# Need 2.2 AAN block ....... Help



## 95urs6 (Sep 7, 2005)

Anybody have an ANN block at a decent cost? just looking for a bare block.
Any leads would be Appreciated.





















http://****************.com/smile/emthup.gif


----------



## billzcat1 (Sep 10, 2001)

*Re: Need 2.2 AAN block ....... Help (95urs6)*

If you just need a block, it almost doesn't matter what 5-cylinder you start with. Might as well pick up a whole MC motor for $300-500. It has the oil squirters and 81.00mm bore and the block itself is basically identical to the AAN.


----------



## 95urs6 (Sep 7, 2005)

*Re: Need 2.2 AAN block ....... Help (billzcat1)*

Hi Billzcat, 
Thanks for the info I found lots of 5000 turbos cheap but my etka showed the block as a different p/n and nobody could tell me how different an MC block was, luckily I just scored a good running 200 TQ wagon for cheap so I'll rebuild the bootom end and use my 20v head and have lots of spare parts, I had a complete 2.3 but wanted to keep the S with the correct block and accessories.
Also, are you the one selling UrS4/S6 short shifters?


----------



## billzcat1 (Sep 10, 2001)

──────────

* Tasks
• A. Copy the engine block thread starting at "http://****************.com/smile/emthup.gif" and ending at "to the AAN.", swapping "5-cylinder" for "five-cylinder".
• B. Continue the engine block thread from the point where it ends.

* Dataset extract

──────────

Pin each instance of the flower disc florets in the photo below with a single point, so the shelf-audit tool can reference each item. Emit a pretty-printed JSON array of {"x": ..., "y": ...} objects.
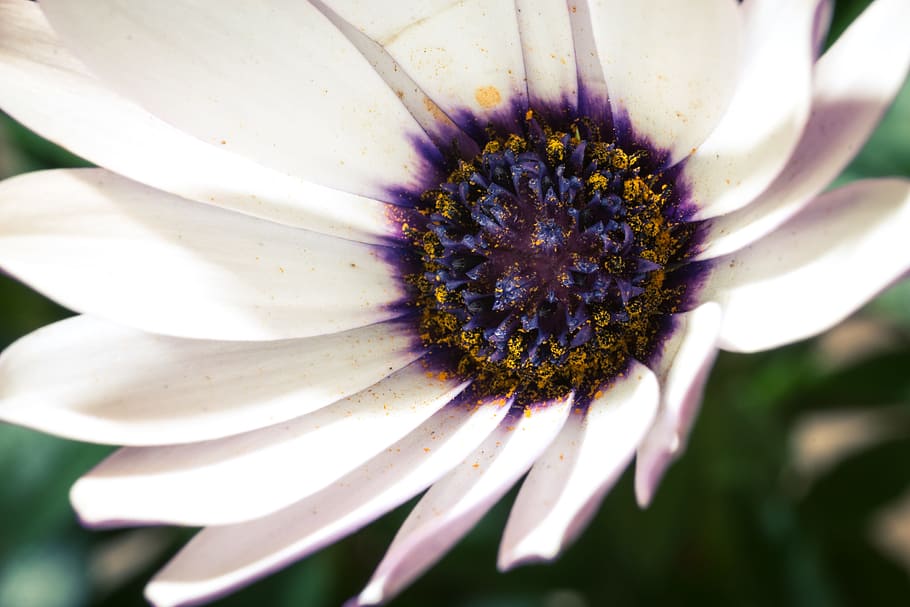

──────────

* Outputs
• A.
http://****************.com/smile/emthup.gif


----------



## billzcat1 (Sep 10, 2001)

*Re: Need 2.2 AAN block ....... Help (95urs6)*

If you just need a block, it almost doesn't matter what five-cylinder you start with. Might as well pick up a whole MC motor for $300-500. It has the oil squirters and 81.00mm bore and the block itself is basically identical to the AAN.

• B.
*Re: Need 2.2 AAN block ....... Help (95urs6)*

Yeah the block is basically identical. The difference in the part numbers happens because you can't buy just a bare block, you have to buy a "cylinder block with pistons" and naturally MC pistons are different from AAN.
Anyway, sounds like you've got it all taken care of already.
And yes, I'm the guy with the short shifters (in stock!)


----------



## 95urs6 (Sep 7, 2005)

*Re: Need 2.2 AAN block ....... Help (billzcat1)*

Thanks for the info Billzcat1,
I'm in the process of ripping the engine out now should have it out in the morning. The 200 has an 2.2 MC block but the waterpump set up looks more like a 2.3 with the waterpump being the timing belt tensioner. I was hoping to use the waterpump I just got for the AAN,
looks like a may have to mix some parts to get this to work.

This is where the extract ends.